[WHAT YOU NEED TO DO]:
Locate the line that contains "rings combine even-odd". Retype it and every line after it to the end of the records, exactly, but not the pictures.

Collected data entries
---

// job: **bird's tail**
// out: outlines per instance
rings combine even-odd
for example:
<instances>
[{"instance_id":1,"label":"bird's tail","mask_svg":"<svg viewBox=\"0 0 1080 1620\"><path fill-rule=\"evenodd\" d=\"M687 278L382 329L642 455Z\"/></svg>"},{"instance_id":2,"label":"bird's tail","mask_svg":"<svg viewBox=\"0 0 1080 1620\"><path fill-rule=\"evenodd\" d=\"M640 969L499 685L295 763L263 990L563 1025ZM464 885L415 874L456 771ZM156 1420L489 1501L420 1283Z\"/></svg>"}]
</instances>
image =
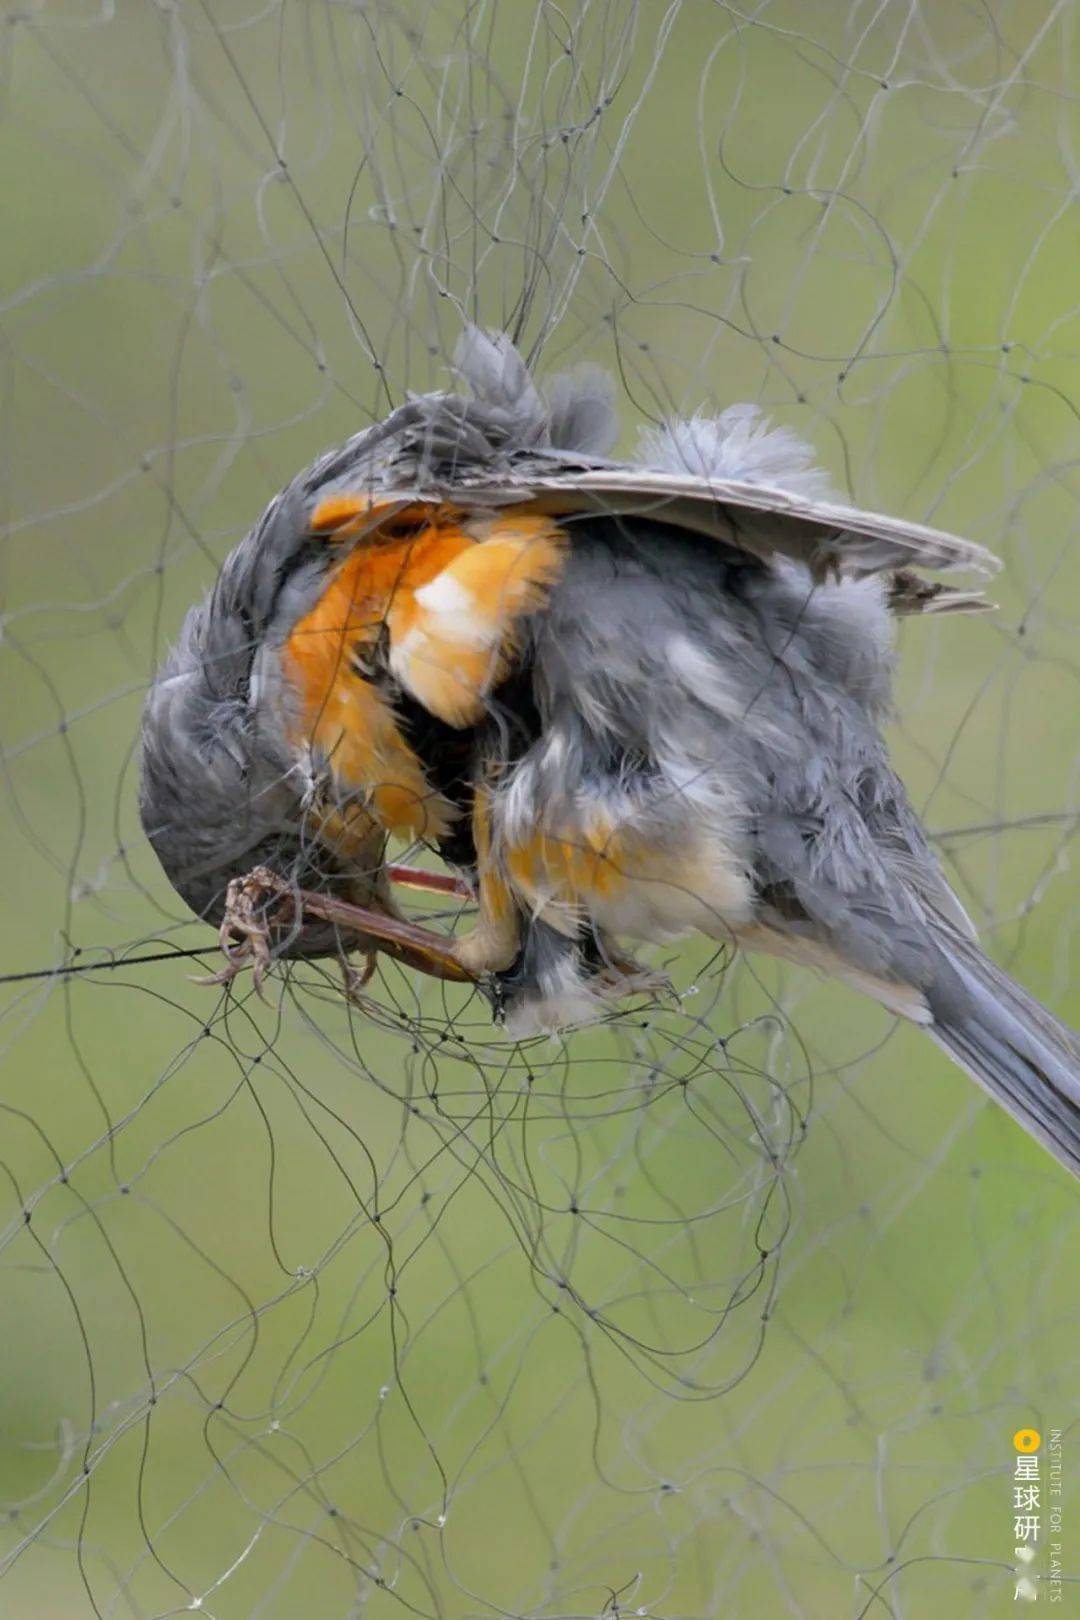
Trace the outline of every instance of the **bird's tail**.
<instances>
[{"instance_id":1,"label":"bird's tail","mask_svg":"<svg viewBox=\"0 0 1080 1620\"><path fill-rule=\"evenodd\" d=\"M928 1033L1026 1131L1080 1175L1080 1040L984 956L938 936Z\"/></svg>"}]
</instances>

---

[EXERCISE OUTPUT]:
rings combine even-odd
for example:
<instances>
[{"instance_id":1,"label":"bird's tail","mask_svg":"<svg viewBox=\"0 0 1080 1620\"><path fill-rule=\"evenodd\" d=\"M687 278L382 329L642 455Z\"/></svg>"},{"instance_id":2,"label":"bird's tail","mask_svg":"<svg viewBox=\"0 0 1080 1620\"><path fill-rule=\"evenodd\" d=\"M640 969L499 685L295 763L263 990L563 1025ZM464 885L415 874L456 771ZM156 1420L489 1501L420 1283Z\"/></svg>"}]
</instances>
image =
Trace the outline of every instance of the **bird's tail**.
<instances>
[{"instance_id":1,"label":"bird's tail","mask_svg":"<svg viewBox=\"0 0 1080 1620\"><path fill-rule=\"evenodd\" d=\"M928 1033L1026 1131L1080 1175L1080 1040L984 956L938 936Z\"/></svg>"}]
</instances>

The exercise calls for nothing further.